• _Task instructions_
A) Name every function or operator listed in Table 12.14 of the section on cast functions and operators.
B) Using the section on cast functions and operators, state why the LIKE comparison of 'A' against CONVERT(blob_col USING latin1) is not case-sensitive.
C) Reproduce the passage of the cast functions section that opens with the words containing "12.10 Cast Functions" and closes with "type to another.".

===== Page extract =====

12.10 Cast Functions and Operators

Table 12.14 Cast Functions and Operators

Name Description
BINARY Cast a string to a binary string
CAST() Cast a value as a certain type
CONVERT() Cast a value as a certain type

Cast functions and operators enable conversion of values from one data type to another.

CONVERT() with a USING clause converts data between different character sets:

CONVERT(expr USING transcoding_name)

In MySQL, transcoding names are the same as the corresponding character set names.

Examples:

SELECT CONVERT('test' USING utf8);
SELECT CONVERT(_latin1'Müller' USING utf8);
INSERT INTO utf8_table (utf8_column)
    SELECT CONVERT(latin1_column USING utf8) FROM latin1_table;

To convert strings between different character sets, you can also use CONVERT(expr, type) syntax (without USING), or CAST(expr AS type), which is equivalent:

CONVERT(string, CHAR[(N)] CHARACTER SET charset_name)
CAST(string AS CHAR[(N)] CHARACTER SET charset_name)

Examples:

SELECT CONVERT('test', CHAR CHARACTER SET utf8);
SELECT CAST('test' AS CHAR CHARACTER SET utf8);

If you specify CHARACTER SET charset_name as just shown, the character set and collation of the result are charset_name and the default collation of charset_name. If you omit CHARACTER SET charset_name, the character set and collation of the result are defined by the character_set_connection and collation_connection system variables that determine the default connection character set and collation (see Section 10.4, “Connection Character Sets and Collations”).

A COLLATE clause is not permitted within a CONVERT() or CAST() call, but you can apply it to the function result. For example, these are legal:

SELECT CONVERT('test' USING utf8) COLLATE utf8_bin;
SELECT CONVERT('test', CHAR CHARACTER SET utf8) COLLATE utf8_bin;
SELECT CAST('test' AS CHAR CHARACTER SET utf8) COLLATE utf8_bin;

But these are illegal:

SELECT CONVERT('test' USING utf8 COLLATE utf8_bin);
SELECT CONVERT('test', CHAR CHARACTER SET utf8 COLLATE utf8_bin);
SELECT CAST('test' AS CHAR CHARACTER SET utf8 COLLATE utf8_bin);

Normally, you cannot compare a BLOB value or other binary string in case-insensitive fashion because binary strings use the binary character set, which has no collation with the concept of lettercase. To perform a case-insensitive comparison, first use the CONVERT() or CAST() function to convert the value to a nonbinary string. Comparisons of the resulting string use its collation. For example, if the conversion result character set has a case-insensitive collation, a LIKE operation is not case-sensitive. That is true for the following operation because the default latin1 collation (latin1_swedish_ci) is not case-sensitive:

SELECT 'A' LIKE CONVERT(blob_col USING latin1)
  FROM tbl_name;

To specify a particular collation for the converted string, use a COLLATE clause following the CONVERT() call:

SELECT 'A' LIKE CONVERT(blob_col USING latin1) COLLATE latin1_german1_ci
  FROM tbl_name;

To use a different character set, substitute its name for latin1 in the preceding statements (and similarly to use a different collation).

CONVERT() and CAST() can be used more generally for comparing strings represented in different character sets. For example, a comparison of these strings results in an error because they have different character sets:

mysql> SET @s1 = _latin1 'abc', @s2 = _latin2 'abc';
mysql> SELECT @s1 = @s2;
ERROR 1267 (HY000): Illegal mix of collations (latin1_swedish_ci,IMPLICIT)

===== Recorded data =====

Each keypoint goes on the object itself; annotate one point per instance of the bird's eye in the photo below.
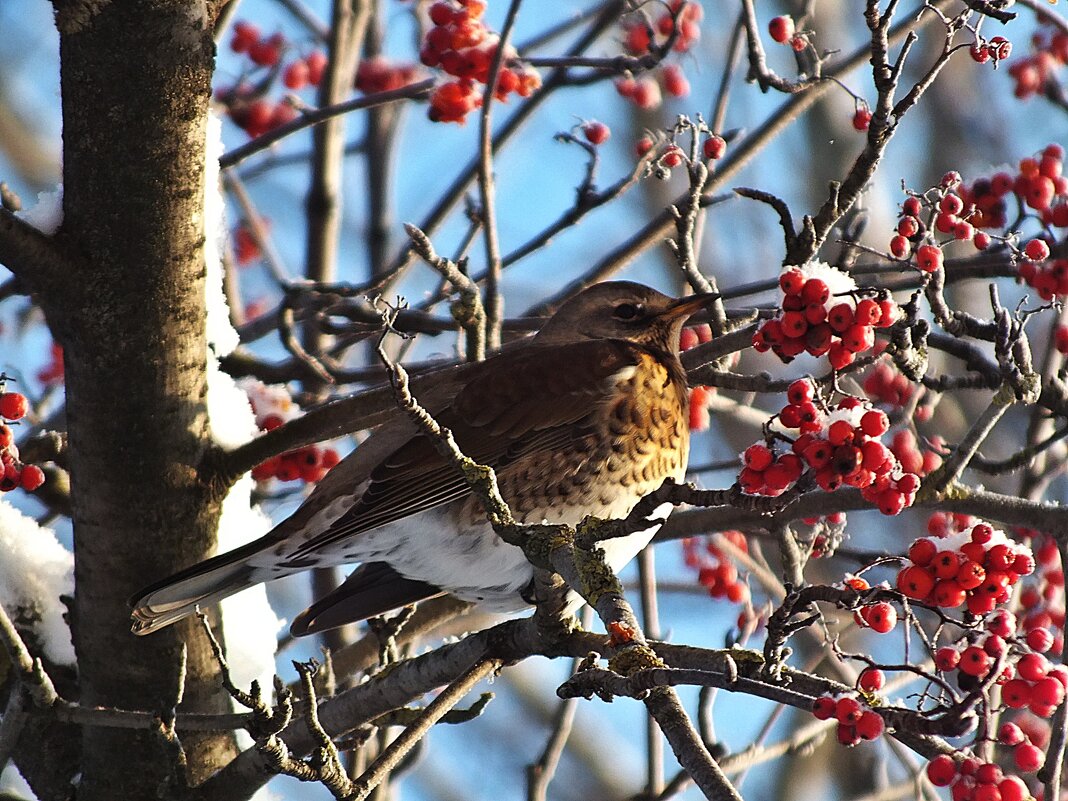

=====

• _Solution list_
A) BINARY, CAST(), and CONVERT().

B) After the conversion, the comparison uses the collation of the resulting nonbinary string. The default latin1 collation, latin1_swedish_ci, is not case-sensitive, so the LIKE operation ignores lettercase.

C)
12.10 Cast Functions and Operators

Table 12.14 Cast Functions and Operators

Name Description
BINARY Cast a string to a binary string
CAST() Cast a value as a certain type
CONVERT() Cast a value as a certain type

Cast functions and operators enable conversion of values from one data type to another.